→ **Aufgaben**:
1. Überführe sämtliche Zeilen der Datensätze in eine JSON-Liste aus Zeichenketten, eine pro Zeile und ohne Leerzeilen.
2. Schreibe den Text über Namen und den Spott darüber im Anschluss an seinen letzten Satz weiter.

→ **Ausgangstext**:
···
Die Wahrheit: Ich bin ein Bier
Tagebuch einer Enthüllerin: Namen prägen von Kindeszeiten an. Wer einen seltenen hat, muss mit dem Spott manchmal leben.
D ie erste Chance, das Leben von Kindern zu verheeren, bietet sich bereits bei der Namensgebung. Wenigstens kann ich meinen Erzeugern zugute halten, dass sie mir mit einem unmöglich abzukürzenden Three Letter Word das Schicksal ersparten, mein Leben lang auf Moni, Geli oder Ulli hören zu müssen.
···
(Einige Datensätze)
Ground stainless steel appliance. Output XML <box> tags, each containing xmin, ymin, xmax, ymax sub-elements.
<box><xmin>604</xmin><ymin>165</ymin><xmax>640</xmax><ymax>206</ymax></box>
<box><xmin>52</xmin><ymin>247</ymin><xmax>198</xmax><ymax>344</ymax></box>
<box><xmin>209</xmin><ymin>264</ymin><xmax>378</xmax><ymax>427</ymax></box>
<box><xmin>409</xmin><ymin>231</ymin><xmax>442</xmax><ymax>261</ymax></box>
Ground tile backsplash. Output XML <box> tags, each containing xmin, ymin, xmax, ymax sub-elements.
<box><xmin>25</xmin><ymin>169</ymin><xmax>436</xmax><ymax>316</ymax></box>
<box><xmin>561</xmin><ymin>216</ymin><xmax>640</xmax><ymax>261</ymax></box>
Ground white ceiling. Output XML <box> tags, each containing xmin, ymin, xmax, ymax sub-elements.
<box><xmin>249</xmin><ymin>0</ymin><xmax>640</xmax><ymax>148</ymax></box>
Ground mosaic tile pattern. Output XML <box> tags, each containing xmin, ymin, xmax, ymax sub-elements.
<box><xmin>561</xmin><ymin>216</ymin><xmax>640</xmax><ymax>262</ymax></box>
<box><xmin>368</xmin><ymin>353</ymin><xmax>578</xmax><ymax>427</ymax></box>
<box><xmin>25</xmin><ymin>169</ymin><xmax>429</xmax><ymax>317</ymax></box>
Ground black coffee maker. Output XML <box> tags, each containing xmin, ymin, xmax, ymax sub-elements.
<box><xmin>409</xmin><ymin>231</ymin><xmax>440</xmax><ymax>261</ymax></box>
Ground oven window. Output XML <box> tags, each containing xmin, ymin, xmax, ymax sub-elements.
···
→ **Erwartete Ergebnisse**:
1.
[
  "Ground stainless steel appliance. Output XML <box> tags, each containing xmin, ymin, xmax, ymax sub-elements.",
  "<box><xmin>604</xmin><ymin>165</ymin><xmax>640</xmax><ymax>206</ymax></box>",
  "<box><xmin>52</xmin><ymin>247</ymin><xmax>198</xmax><ymax>344</ymax></box>",
  "<box><xmin>209</xmin><ymin>264</ymin><xmax>378</xmax><ymax>427</ymax></box>",
  "<box><xmin>409</xmin><ymin>231</ymin><xmax>442</xmax><ymax>261</ymax></box>",
  "Ground tile backsplash. Output XML <box> tags, each containing xmin, ymin, xmax, ymax sub-elements.",
  "<box><xmin>25</xmin><ymin>169</ymin><xmax>436</xmax><ymax>316</ymax></box>",
  "<box><xmin>561</xmin><ymin>216</ymin><xmax>640</xmax><ymax>261</ymax></box>",
  "Ground white ceiling. Output XML <box> tags, each containing xmin, ymin, xmax, ymax sub-elements.",
  "<box><xmin>249</xmin><ymin>0</ymin><xmax>640</xmax><ymax>148</ymax></box>",
  "Ground mosaic tile pattern. Output XML <box> tags, each containing xmin, ymin, xmax, ymax sub-elements.",
  "<box><xmin>561</xmin><ymin>216</ymin><xmax>640</xmax><ymax>262</ymax></box>",
  "<box><xmin>368</xmin><ymin>353</ymin><xmax>578</xmax><ymax>427</ymax></box>",
  "<box><xmin>25</xmin><ymin>169</ymin><xmax>429</xmax><ymax>317</ymax></box>",
  "Ground black coffee maker. Output XML <box> tags, each containing xmin, ymin, xmax, ymax sub-elements.",
  "<box><xmin>409</xmin><ymin>231</ymin><xmax>440</xmax><ymax>261</ymax></box>",
  "Ground oven window. Output XML <box> tags, each containing xmin, ymin, xmax, ymax sub-elements."
]

2.
Heutzutage heißen die Sprösslinge Theodor und Emilie, und die Welt darf sich beim Warten in der Supermarktschlange das ganze von Mama oder Papa ausbuchstabierte Elend anhören, einem knappen „Emmi“ oder „Theo“ würde ja der gewünschte Hauch der Bourgeoisie fehlen. Meine Eltern waren also im Prinzip auf dem richtigen Weg, rechneten allerdings nicht mit der Entschlossenheit ihrer Mitmenschen. Die erste Begegnung mit einem lustigen Namensverhunzer hatte ich auf der Dorfkirmes. „Ey, wo iss’n bei dir der Hahn?“, plärrte mich ein pickeliger Jüngling an und löste die begreifliche Verwirrung auch gleich auf: „Ich dachte, du heißt Bier!“ Ich: „Hä?“ Pickelgesicht: „Na, Bier! Fass …? Hahn?!!“
Damit ging es los. Bis dahin war ich als bekennende Atheistin höchstens mal als „Fromme“ (lat. pius, vulgo: pia) beleidigt worden, doch Jahrzehnte später sollte Pickelgesicht einen späten Triumph feiern. Am Bauzaun, der den neuen Biergarten in meiner Nachbarschaft ankündigte, prangte groß mein Name zwischen „Beer“, „Pivo“, „Cerveca“ und „Birra“; die Google-Suche enthüllte, dass ich „Bier“ auf Polynesisch heiße.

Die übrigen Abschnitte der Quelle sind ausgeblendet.